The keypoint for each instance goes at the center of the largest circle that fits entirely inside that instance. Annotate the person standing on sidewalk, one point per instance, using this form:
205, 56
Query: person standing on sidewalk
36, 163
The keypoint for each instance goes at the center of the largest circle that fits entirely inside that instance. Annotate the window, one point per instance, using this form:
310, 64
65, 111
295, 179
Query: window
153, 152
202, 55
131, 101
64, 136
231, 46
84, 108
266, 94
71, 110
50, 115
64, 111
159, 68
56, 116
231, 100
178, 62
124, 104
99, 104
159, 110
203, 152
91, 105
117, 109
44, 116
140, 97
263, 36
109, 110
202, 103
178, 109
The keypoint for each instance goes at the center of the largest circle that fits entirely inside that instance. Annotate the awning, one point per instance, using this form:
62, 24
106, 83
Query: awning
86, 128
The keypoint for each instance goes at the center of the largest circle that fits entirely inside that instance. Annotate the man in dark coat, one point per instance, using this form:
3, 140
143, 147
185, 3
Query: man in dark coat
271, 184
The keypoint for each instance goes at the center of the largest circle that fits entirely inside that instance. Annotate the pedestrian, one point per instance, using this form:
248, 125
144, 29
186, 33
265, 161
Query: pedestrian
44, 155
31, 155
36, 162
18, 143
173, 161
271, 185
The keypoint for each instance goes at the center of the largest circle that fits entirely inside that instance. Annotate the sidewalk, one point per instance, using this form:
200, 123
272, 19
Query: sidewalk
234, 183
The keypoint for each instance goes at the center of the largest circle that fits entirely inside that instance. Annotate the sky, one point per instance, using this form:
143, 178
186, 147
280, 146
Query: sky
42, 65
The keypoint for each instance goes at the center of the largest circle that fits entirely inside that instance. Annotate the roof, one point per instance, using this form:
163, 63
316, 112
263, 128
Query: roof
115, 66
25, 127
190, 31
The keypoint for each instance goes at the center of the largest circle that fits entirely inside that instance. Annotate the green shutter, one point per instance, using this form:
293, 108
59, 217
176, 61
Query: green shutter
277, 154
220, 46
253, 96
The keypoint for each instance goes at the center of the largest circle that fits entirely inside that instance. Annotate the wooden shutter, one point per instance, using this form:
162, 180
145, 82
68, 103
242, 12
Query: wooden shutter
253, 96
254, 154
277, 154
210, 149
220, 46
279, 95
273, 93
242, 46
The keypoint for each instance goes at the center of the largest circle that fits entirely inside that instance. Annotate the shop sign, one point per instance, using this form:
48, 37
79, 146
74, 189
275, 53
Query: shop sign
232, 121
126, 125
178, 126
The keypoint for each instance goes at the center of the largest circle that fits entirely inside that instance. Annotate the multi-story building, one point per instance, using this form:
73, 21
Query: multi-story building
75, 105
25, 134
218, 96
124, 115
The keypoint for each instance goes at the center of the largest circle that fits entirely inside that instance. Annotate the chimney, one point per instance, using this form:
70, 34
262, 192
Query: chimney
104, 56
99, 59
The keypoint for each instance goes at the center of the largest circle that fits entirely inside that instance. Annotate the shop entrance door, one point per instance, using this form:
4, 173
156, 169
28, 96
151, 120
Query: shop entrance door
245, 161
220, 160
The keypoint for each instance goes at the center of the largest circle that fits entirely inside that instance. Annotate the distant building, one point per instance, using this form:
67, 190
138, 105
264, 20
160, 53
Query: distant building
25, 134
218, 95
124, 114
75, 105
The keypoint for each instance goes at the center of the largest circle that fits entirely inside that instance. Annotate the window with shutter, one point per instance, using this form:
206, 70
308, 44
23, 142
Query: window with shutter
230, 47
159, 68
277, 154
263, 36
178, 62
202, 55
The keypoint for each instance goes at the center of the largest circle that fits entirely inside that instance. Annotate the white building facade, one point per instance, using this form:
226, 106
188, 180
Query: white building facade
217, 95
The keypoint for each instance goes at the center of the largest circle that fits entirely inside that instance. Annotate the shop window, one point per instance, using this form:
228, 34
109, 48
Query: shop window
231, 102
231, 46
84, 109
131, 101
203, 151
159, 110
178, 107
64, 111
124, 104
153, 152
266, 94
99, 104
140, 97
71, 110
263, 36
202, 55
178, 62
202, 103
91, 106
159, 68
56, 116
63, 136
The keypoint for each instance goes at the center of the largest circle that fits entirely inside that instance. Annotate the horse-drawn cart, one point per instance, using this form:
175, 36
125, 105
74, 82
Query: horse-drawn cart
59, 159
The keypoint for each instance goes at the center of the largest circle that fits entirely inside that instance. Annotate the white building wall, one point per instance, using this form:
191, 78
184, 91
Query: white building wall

--------------------------------------------------

**PROBLEM REQUIREMENTS:** Extract all of the data above and output it character for character.

**TASK OUTPUT:**
The keypoint for each instance goes at the center of the largest circle that fits entirely inside that instance. Annotate the person standing on sidewalk, one point per instance, using this form:
205, 56
Query: person standing on sidewalk
36, 163
The keypoint for each instance goes at the center of the largest circle that fits entirely inside that instance. Annotate the window, one point per instance, using this form:
310, 64
65, 111
295, 179
Query: window
153, 152
202, 55
131, 101
64, 136
231, 46
84, 108
266, 94
71, 110
50, 115
64, 111
159, 68
56, 116
231, 100
178, 62
124, 104
99, 104
159, 110
203, 152
91, 105
117, 109
44, 116
140, 97
263, 36
109, 110
202, 103
178, 109
The keypoint for each instance goes at the center of the largest circle that fits entirely inside that instance. Annotate the awning, one point per instance, using this form:
62, 24
106, 83
Query: awning
86, 128
The keypoint for each instance goes at the center of the largest circle that fits entirely inside that instance. Annotate the man in dark coat, one point per instance, using this form:
3, 140
143, 147
185, 3
Query: man in dark coat
271, 184
The keypoint for each instance goes at the center of the largest circle that fits entirely inside that instance. Annotate the pedestrian, one point per instance, using this form:
248, 125
144, 29
186, 33
265, 161
Query: pedestrian
44, 155
31, 155
36, 162
18, 143
173, 161
271, 185
The keypoint for each instance goes at the center of the largest circle that fits entirely inside that instance. Annotate the sidewalk, one point per instance, using this form:
200, 123
272, 19
Query: sidewalk
234, 183
The keypoint for each instance goes at the center of the largest circle that fits entirely inside that instance. Annotate the sky, one point per instance, using this form:
143, 178
186, 147
280, 146
Query: sky
42, 65
The keypoint for each instance goes at the center of the largest circle that fits entirely inside that instance. Annotate the roof, one point per instance, using this form:
163, 63
316, 112
263, 128
Query: roof
115, 66
25, 127
190, 31
The keypoint for each instance goes at the center of the largest circle that fits entirely inside that instance. Annotate the green shutter, one point per instance, using this form:
293, 108
59, 217
176, 61
Query: green shutter
277, 154
220, 46
253, 96
The keypoint for each instance goes at the center of the largest circle that fits entirely inside that instance. Annotate the wooden shutter, one point per instance, using this form:
162, 180
145, 82
68, 103
242, 12
Query: wooden shutter
253, 96
254, 154
277, 154
210, 149
220, 46
279, 95
273, 93
242, 46
The keypoint for each instance goes at the center of the largest circle that fits entirely inside that instance. Annotate the shop sign, one point per instance, using this form:
48, 37
79, 146
74, 189
275, 53
Query: shop sign
232, 121
126, 125
178, 126
The keypoint for each instance goes at the center of the largest circle that fits entirely inside that instance. Annotate the multi-story building, one point per instance, using this form:
73, 21
Query: multi-story building
75, 105
25, 134
218, 96
124, 115
The keypoint for each instance goes at the center of the largest circle that fits entirely inside that instance. Annotate the chimney, one point per instance, using this form:
70, 34
262, 192
Query: chimney
104, 56
99, 59
The keypoint for each instance goes at the center of the largest circle that fits entirely inside that instance. Annotate the shop entrance door, one point per instance, using this form:
4, 173
156, 169
28, 96
151, 120
Query: shop entrance door
245, 161
220, 160
The keypoint for each instance goes at the center of the largest circle that fits entirely inside that instance. Annotate the distant building, one point per instance, using this form:
67, 190
138, 105
264, 20
160, 53
Query: distant building
25, 134
218, 95
124, 114
75, 105
The keypoint for each instance goes at the center of the largest circle that fits entirely inside that instance. Annotate the window with shutter, one point per instance, using this form:
206, 70
308, 44
23, 142
Query: window with shutter
230, 47
159, 68
277, 154
263, 36
178, 62
202, 55
The keypoint for each instance goes at the center of the largest circle that fits entirely inside that instance. Annotate the white building facade, one point per instance, using this form:
226, 106
188, 180
Query: white building facade
217, 95
The keypoint for each instance goes at the center of the largest circle that fits entirely inside that instance. Annotate the shop window, one point per instance, using this form:
228, 34
109, 48
Query: shop window
231, 102
231, 46
84, 109
131, 101
203, 151
159, 110
178, 107
64, 111
124, 104
153, 152
266, 94
99, 104
140, 97
71, 110
263, 36
202, 55
178, 62
202, 103
91, 106
159, 68
56, 116
63, 136
The keypoint for each instance goes at the center of the largest circle that fits entirely inside that instance. Annotate the horse-drawn cart, one point per instance, using this form:
175, 36
125, 105
74, 82
Query: horse-drawn cart
59, 159
The keypoint for each instance goes at the center of the largest circle that fits entirely inside that instance. Annotate the white building wall, one point per instance, using this form:
191, 78
184, 91
Query: white building wall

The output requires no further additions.